* [AIM OF THE TASK]
Would you please copy each line below that includes the string "roof"?
(RECORDS TO USE begins)
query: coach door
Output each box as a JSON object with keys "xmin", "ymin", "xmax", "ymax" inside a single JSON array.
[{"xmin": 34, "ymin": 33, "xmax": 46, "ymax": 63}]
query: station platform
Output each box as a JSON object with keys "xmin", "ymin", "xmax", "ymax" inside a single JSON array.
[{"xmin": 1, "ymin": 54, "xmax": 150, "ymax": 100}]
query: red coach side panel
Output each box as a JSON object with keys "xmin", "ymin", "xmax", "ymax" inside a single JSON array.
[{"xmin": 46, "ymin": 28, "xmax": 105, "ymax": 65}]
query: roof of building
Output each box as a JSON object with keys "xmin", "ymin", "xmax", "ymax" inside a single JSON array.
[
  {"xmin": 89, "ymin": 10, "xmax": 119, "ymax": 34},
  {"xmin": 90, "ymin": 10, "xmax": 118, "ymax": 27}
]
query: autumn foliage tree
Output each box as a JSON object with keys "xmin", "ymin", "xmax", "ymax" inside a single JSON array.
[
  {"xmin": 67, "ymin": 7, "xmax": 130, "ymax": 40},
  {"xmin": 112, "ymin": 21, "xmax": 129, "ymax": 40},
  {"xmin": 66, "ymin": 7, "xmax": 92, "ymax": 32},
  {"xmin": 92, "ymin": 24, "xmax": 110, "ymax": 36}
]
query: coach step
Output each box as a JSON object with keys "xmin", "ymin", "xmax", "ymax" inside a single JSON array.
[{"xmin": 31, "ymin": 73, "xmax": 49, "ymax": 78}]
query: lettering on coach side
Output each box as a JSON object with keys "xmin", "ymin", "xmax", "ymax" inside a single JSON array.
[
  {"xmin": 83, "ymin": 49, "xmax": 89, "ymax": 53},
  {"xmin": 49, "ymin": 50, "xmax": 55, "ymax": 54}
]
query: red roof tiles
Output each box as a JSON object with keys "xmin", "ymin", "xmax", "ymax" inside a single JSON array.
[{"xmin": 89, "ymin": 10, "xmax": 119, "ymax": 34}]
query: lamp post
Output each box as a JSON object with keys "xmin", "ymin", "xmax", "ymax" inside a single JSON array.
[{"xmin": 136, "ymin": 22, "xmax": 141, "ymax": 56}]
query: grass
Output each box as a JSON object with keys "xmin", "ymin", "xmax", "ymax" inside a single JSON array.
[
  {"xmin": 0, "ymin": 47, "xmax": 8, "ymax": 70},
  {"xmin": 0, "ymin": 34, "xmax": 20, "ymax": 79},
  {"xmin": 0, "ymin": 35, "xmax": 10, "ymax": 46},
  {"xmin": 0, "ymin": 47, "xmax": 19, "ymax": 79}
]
(RECORDS TO USE ends)
* [EXERCISE SOLUTION]
query: roof of building
query: red roof tiles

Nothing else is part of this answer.